■ Assigned task ■
Search the data below for lines that include the word "tail" and state how many there are, nothing else.

■ Dataset excerpts ■
=======

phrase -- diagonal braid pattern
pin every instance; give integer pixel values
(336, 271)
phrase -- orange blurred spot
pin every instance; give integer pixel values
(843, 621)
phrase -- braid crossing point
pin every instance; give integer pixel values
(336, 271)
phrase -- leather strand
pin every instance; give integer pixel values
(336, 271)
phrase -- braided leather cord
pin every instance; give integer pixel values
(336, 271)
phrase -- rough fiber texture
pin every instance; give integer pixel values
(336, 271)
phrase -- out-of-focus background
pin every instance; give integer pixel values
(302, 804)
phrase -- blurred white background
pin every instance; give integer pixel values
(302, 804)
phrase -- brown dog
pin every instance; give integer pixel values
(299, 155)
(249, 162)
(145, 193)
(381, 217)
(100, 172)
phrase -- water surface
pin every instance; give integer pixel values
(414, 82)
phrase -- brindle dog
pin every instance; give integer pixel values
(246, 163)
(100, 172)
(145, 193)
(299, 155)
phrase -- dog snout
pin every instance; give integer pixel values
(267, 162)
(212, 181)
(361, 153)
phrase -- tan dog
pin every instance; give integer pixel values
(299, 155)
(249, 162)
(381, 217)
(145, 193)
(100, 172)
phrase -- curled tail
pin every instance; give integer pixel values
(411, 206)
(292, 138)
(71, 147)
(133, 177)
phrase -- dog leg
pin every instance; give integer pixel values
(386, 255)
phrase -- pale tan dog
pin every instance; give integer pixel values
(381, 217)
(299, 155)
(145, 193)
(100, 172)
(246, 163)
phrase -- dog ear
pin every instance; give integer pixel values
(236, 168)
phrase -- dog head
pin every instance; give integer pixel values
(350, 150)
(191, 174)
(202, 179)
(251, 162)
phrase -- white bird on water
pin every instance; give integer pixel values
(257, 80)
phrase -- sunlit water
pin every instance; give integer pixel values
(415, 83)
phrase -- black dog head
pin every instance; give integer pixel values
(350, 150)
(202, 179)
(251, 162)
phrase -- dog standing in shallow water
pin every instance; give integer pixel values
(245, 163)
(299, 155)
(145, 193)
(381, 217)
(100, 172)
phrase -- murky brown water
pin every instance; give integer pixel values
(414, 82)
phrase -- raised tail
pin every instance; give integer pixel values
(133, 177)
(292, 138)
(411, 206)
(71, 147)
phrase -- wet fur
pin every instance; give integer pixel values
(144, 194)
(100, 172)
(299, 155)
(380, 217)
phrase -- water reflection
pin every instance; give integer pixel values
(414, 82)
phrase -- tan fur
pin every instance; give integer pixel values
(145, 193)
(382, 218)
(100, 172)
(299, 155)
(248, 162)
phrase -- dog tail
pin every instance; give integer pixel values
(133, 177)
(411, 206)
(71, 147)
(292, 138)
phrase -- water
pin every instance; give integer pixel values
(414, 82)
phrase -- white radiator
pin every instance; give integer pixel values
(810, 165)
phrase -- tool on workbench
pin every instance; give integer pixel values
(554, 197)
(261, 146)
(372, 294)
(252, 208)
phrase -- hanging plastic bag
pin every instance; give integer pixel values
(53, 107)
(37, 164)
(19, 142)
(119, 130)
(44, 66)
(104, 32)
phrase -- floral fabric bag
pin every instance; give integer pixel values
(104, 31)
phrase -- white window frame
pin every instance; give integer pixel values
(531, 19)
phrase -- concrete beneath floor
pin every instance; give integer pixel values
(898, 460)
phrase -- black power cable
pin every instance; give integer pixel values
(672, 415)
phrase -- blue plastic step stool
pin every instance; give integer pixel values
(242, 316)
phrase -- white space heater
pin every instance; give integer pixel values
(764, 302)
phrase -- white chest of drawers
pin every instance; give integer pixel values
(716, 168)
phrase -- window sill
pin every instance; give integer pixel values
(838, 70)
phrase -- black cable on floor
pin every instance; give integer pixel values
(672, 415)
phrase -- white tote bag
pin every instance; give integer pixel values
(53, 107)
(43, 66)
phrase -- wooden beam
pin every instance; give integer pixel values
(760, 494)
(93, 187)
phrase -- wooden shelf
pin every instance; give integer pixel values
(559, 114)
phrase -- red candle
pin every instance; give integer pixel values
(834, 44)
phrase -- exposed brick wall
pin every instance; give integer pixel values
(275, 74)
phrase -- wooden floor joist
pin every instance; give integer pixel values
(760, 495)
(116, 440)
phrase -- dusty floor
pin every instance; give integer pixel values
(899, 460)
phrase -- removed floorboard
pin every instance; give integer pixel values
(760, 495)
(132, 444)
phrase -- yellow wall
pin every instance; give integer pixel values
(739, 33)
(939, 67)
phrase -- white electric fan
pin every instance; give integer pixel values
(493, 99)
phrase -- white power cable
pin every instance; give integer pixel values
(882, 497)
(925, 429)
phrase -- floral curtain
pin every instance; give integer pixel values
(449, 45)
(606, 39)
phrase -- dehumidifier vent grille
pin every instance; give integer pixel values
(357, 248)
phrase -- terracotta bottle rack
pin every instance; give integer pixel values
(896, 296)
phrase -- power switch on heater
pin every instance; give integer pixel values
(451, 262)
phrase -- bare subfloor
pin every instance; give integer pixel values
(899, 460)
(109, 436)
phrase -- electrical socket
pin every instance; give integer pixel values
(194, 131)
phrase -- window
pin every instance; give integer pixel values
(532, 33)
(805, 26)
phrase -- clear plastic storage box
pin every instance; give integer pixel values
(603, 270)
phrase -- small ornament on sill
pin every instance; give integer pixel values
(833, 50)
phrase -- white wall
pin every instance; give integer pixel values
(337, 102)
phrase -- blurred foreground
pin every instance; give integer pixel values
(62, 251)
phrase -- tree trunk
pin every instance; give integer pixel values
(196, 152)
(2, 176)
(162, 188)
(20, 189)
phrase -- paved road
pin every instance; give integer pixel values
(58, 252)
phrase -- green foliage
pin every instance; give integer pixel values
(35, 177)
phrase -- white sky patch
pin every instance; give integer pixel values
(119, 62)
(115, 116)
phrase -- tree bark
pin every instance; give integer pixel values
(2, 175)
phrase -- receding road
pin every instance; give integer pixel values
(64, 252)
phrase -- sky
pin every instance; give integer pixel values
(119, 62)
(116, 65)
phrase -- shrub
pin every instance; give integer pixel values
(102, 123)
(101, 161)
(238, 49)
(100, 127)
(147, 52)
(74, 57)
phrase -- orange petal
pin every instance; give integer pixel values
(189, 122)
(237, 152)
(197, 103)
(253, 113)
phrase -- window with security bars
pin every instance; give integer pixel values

=======

■ Written response ■
3